(Collected data entries)

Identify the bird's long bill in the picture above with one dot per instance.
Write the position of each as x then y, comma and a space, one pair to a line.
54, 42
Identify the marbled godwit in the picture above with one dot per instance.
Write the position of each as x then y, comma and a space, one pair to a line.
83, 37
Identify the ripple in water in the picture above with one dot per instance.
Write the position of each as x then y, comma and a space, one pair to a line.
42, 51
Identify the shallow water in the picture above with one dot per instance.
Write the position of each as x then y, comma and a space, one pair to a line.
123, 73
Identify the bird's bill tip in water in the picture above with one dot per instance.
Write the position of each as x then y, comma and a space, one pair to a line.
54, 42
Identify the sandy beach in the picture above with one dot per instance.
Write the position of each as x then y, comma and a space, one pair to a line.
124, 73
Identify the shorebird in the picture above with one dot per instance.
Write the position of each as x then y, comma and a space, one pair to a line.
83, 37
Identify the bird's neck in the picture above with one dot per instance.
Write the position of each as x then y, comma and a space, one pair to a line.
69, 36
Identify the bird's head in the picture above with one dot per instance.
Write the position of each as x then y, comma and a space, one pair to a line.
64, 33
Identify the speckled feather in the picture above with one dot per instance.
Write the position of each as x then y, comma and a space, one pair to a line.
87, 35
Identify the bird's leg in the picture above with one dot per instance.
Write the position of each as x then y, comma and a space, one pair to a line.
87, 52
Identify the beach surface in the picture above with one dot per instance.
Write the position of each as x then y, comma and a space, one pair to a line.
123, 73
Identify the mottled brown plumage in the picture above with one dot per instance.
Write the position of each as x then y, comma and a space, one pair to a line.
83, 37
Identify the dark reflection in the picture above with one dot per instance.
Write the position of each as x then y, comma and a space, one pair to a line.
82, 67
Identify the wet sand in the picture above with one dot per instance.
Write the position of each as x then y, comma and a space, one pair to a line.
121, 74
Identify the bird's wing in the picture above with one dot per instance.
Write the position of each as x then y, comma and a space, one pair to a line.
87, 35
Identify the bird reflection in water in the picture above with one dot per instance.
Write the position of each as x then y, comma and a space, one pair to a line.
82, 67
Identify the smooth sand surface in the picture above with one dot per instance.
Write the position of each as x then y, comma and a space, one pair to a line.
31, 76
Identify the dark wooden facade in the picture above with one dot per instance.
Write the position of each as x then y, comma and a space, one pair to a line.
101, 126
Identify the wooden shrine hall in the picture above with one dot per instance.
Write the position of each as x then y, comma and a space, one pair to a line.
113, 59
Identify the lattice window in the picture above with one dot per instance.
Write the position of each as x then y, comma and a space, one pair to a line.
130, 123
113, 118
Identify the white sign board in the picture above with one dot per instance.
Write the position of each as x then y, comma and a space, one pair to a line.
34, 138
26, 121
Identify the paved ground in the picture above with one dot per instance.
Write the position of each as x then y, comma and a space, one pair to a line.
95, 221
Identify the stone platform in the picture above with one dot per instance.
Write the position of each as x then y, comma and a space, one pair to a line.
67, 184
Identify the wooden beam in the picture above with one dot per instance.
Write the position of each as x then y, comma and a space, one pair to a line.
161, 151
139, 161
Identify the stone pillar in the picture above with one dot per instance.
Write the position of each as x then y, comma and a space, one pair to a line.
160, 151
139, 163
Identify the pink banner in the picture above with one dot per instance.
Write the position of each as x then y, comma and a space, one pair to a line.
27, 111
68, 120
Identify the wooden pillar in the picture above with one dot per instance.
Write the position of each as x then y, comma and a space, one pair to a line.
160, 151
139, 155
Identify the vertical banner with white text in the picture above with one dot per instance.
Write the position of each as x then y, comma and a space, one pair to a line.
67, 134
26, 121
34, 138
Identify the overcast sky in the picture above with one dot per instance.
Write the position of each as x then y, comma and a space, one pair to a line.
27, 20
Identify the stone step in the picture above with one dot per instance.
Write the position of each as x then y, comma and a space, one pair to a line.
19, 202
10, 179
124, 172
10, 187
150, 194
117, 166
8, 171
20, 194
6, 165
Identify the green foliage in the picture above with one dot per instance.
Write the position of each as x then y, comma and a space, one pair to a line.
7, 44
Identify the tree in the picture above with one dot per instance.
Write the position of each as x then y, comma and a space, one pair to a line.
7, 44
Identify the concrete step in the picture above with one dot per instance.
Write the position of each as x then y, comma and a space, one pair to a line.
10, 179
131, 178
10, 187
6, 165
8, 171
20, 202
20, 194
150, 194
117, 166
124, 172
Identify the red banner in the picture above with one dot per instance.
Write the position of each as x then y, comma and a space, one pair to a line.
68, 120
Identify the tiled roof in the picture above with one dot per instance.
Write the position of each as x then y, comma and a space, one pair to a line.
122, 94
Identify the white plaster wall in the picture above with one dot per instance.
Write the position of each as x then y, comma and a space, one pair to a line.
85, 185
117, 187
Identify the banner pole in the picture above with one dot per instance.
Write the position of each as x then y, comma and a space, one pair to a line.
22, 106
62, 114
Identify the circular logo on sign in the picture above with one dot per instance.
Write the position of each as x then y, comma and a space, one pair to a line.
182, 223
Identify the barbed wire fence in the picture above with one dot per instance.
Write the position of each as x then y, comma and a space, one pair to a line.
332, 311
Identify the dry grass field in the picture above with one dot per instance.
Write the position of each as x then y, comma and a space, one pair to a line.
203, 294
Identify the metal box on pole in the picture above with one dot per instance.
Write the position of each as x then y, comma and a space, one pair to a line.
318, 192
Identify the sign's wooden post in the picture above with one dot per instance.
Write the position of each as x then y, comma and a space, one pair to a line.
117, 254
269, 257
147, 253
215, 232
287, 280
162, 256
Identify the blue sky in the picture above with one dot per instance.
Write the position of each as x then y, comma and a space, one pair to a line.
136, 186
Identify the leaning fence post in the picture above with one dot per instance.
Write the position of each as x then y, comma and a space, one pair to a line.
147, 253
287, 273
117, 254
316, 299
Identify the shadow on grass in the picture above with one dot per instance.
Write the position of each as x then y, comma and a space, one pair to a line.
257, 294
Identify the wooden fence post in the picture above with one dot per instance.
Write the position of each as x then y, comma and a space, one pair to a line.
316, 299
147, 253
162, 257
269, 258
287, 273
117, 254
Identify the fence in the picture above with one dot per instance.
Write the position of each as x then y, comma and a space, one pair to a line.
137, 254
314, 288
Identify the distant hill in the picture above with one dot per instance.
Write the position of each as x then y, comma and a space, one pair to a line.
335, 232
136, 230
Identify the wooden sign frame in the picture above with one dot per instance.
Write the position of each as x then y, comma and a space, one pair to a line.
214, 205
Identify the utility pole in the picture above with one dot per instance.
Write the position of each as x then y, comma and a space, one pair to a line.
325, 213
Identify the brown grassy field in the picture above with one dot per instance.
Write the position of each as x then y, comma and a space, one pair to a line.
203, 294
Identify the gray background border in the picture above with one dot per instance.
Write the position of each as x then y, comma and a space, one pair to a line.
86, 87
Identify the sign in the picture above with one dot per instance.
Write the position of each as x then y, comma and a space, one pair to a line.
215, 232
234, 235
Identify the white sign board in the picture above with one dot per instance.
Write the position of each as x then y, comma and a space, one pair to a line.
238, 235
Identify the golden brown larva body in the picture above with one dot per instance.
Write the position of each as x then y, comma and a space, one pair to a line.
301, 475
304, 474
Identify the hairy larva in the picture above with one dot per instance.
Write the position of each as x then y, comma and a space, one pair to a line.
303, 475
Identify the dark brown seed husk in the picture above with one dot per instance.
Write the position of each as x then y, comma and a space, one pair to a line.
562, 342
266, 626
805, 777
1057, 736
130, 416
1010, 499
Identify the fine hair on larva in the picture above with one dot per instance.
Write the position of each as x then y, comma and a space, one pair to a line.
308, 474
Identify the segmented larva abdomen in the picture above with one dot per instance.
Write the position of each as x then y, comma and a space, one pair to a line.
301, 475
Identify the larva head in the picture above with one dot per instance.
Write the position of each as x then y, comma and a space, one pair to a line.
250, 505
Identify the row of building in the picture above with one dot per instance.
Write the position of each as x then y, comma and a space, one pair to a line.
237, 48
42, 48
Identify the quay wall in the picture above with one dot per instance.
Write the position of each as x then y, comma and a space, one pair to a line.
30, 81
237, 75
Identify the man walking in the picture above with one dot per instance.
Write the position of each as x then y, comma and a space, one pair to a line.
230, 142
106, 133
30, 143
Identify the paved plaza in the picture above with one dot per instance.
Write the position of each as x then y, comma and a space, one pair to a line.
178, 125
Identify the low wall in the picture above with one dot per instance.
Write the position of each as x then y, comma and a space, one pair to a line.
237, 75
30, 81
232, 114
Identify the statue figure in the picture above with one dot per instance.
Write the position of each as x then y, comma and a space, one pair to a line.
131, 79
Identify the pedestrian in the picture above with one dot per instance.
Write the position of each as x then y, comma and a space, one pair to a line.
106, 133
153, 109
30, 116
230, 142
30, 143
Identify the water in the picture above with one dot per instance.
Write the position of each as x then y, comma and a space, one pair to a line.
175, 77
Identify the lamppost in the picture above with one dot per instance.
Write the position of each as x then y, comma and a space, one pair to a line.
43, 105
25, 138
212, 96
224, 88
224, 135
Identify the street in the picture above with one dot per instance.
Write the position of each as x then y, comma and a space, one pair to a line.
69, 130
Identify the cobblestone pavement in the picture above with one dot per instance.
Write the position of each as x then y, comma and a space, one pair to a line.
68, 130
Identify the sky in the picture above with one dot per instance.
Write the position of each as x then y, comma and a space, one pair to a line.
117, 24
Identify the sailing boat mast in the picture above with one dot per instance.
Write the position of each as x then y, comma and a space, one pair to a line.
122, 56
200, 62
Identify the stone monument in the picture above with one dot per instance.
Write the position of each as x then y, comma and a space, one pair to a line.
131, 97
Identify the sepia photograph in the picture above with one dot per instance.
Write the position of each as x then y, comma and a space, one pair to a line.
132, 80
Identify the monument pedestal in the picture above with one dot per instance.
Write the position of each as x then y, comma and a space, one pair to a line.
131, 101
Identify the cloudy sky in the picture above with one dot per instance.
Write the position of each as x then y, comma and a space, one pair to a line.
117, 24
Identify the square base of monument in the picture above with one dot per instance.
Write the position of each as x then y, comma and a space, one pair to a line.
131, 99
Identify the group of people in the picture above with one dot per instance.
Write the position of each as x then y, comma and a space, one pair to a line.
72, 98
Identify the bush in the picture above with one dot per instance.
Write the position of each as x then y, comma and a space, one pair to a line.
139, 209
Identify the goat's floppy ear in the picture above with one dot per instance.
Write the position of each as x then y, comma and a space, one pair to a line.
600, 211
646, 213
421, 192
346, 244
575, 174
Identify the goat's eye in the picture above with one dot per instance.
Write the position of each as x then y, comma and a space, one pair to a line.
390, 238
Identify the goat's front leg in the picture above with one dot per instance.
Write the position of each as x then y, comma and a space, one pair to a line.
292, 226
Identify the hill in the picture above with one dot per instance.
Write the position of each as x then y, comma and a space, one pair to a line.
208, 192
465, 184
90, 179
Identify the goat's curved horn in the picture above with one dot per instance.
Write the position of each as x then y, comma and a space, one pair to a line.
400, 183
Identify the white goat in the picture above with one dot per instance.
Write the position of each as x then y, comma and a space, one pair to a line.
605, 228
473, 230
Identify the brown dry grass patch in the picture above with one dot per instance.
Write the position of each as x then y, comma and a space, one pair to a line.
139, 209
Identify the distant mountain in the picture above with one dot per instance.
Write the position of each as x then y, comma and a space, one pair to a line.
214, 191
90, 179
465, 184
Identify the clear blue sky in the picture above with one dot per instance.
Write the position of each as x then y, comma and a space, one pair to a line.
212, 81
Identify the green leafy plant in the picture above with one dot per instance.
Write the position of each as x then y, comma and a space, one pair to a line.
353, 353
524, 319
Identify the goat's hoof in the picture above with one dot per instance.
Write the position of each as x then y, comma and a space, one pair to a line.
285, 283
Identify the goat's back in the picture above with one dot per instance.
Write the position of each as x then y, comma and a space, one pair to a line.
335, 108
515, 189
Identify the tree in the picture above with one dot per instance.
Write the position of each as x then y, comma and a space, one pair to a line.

▸ **ACTION ITEM**: Within the data, count the lines that hold the word "water". Answer with the figure and nothing more.

▸ **REPLY**: 5